> [Page extract]
------------------------------
Q4 2012 Earnings Call

February 26, 2013 11:00 am ET

Executives

Sylvester P. Johnson - Chief Executive Officer, President, Director and Member of Special Stock Award Committee

Paul F. Boling - Chief Financial Officer, Vice President, Secretary and Treasurer

Andrew R. Agosto - Vice President of Business Development

Analysts

Michael A. Glick - Johnson Rice & Company, L.L.C., Research Division

Dan McSpirit - BMO Capital Markets U.S.

Kyle Rhodes - RBC Capital Markets, LLC, Research Division

K. Adam Leight - RBC Capital Markets, LLC, Research Division

Yiktat Fung - Jefferies & Company, Inc., Research Division

Operator

Ladies and gentlemen, thank you for standing by. Welcome to the Carrizo Oil & Gas Inc. Fourth Quarter 2012 Earnings Conference Call. [Operator Instructions] As a reminder, this conference is being recorded Tuesday, February 26, 2013.

I would now like to turn the conference over to Chip Johnson, President and CEO of Carrizo Oil & Gas Inc. Please go ahead, sir.
------------------------------
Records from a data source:
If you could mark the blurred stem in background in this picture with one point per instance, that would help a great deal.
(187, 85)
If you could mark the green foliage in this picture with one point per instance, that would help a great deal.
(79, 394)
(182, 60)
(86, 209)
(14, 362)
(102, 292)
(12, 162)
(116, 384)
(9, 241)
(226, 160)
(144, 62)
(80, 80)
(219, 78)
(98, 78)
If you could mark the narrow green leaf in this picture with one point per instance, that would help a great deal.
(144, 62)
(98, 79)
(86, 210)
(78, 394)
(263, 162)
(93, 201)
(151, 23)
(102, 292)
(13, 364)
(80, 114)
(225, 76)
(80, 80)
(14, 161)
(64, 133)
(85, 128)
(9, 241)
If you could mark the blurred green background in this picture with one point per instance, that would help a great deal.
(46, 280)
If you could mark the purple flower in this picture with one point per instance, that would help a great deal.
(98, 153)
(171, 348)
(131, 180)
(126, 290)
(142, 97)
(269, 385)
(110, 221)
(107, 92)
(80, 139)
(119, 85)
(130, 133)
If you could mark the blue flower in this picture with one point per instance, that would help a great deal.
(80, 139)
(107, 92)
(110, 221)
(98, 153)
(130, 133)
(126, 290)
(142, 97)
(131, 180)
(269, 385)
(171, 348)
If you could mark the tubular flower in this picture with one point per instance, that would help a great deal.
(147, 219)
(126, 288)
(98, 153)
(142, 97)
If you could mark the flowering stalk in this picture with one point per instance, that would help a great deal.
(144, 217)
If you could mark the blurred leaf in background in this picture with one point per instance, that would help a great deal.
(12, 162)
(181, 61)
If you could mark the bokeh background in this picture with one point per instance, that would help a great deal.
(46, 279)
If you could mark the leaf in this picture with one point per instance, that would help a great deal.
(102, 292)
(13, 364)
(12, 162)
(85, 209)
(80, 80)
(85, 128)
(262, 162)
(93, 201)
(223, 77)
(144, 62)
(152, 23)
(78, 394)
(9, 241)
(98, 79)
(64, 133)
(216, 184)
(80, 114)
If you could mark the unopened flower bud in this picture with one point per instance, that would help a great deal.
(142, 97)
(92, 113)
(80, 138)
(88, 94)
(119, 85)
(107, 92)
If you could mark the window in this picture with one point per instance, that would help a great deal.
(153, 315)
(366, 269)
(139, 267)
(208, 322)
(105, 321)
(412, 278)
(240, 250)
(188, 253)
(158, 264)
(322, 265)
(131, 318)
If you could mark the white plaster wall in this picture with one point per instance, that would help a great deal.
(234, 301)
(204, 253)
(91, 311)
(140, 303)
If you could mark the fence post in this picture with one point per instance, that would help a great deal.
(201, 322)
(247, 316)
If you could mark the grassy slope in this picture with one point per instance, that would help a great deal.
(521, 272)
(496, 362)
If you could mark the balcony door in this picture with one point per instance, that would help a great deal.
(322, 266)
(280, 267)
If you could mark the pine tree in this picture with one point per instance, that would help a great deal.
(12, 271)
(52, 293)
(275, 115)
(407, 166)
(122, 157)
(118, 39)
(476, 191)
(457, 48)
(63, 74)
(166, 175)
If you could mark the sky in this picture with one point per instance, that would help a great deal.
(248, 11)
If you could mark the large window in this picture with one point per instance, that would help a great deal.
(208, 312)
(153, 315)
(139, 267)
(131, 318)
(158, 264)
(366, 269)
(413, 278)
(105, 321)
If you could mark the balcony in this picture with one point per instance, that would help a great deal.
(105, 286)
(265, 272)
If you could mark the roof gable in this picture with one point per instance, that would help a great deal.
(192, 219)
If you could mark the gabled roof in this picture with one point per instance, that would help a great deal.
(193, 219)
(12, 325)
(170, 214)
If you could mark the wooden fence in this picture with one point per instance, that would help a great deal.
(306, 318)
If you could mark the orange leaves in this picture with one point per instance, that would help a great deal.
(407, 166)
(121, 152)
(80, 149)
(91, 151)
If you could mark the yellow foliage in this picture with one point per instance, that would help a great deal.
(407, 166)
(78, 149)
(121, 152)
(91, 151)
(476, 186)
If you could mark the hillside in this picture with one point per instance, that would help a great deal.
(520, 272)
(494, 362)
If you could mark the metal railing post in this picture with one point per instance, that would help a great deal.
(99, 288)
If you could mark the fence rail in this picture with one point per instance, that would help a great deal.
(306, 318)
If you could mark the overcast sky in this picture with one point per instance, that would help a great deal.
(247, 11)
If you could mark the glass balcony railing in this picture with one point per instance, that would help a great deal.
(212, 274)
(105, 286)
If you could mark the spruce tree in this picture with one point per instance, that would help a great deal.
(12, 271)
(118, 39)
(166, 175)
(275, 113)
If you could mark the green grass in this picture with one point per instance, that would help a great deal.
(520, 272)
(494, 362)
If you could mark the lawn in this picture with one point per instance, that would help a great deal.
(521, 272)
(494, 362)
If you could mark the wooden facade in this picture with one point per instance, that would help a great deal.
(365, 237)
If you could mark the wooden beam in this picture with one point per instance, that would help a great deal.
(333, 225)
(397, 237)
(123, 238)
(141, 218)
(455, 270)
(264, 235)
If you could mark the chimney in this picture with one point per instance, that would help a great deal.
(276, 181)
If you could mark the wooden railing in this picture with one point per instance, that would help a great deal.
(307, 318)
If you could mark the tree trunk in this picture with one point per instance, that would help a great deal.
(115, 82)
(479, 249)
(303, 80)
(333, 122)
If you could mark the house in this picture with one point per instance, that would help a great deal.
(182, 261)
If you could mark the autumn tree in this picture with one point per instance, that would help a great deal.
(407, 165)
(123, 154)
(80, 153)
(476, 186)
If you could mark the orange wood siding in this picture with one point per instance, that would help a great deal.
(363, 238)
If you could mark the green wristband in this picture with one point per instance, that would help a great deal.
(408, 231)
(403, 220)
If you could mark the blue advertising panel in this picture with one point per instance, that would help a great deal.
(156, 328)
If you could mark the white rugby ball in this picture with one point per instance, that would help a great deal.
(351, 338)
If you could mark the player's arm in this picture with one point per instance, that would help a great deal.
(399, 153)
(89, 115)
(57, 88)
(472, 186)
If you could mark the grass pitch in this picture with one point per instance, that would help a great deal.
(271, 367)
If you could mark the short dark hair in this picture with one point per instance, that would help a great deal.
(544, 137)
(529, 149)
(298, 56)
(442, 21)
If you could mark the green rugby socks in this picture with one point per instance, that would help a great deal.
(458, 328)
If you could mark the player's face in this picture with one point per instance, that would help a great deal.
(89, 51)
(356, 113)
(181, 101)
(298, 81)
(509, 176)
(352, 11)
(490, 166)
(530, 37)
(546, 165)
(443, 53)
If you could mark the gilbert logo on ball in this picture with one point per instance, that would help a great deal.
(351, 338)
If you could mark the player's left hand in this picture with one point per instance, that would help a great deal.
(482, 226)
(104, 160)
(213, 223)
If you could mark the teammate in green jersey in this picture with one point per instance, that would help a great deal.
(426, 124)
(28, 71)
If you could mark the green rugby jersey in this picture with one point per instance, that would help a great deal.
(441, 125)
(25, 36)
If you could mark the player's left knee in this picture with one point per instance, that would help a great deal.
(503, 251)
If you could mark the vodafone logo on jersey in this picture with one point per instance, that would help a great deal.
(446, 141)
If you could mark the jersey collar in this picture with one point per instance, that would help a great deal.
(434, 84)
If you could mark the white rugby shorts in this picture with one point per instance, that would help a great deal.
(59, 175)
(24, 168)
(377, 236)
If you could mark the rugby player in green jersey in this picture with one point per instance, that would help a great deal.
------------------------------
> [Written instruction A]
Echo the earnings call excerpt from "Kyle Rhodes - RBC" up to and including "February 26, 2013.".
> [Written instruction B]
Give the name of every analyst listed in the earnings call excerpt.
The lines have no connection to the earnings call excerpt.

> [Exercise result A]
Kyle Rhodes - RBC Capital Markets, LLC, Research Division

K. Adam Leight - RBC Capital Markets, LLC, Research Division

Yiktat Fung - Jefferies & Company, Inc., Research Division

Operator

Ladies and gentlemen, thank you for standing by. Welcome to the Carrizo Oil & Gas Inc. Fourth Quarter 2012 Earnings Conference Call. [Operator Instructions] As a reminder, this conference is being recorded Tuesday, February 26, 2013.

> [Exercise result B]
Michael A. Glick
Dan McSpirit
Kyle Rhodes
K. Adam Leight
Yiktat Fung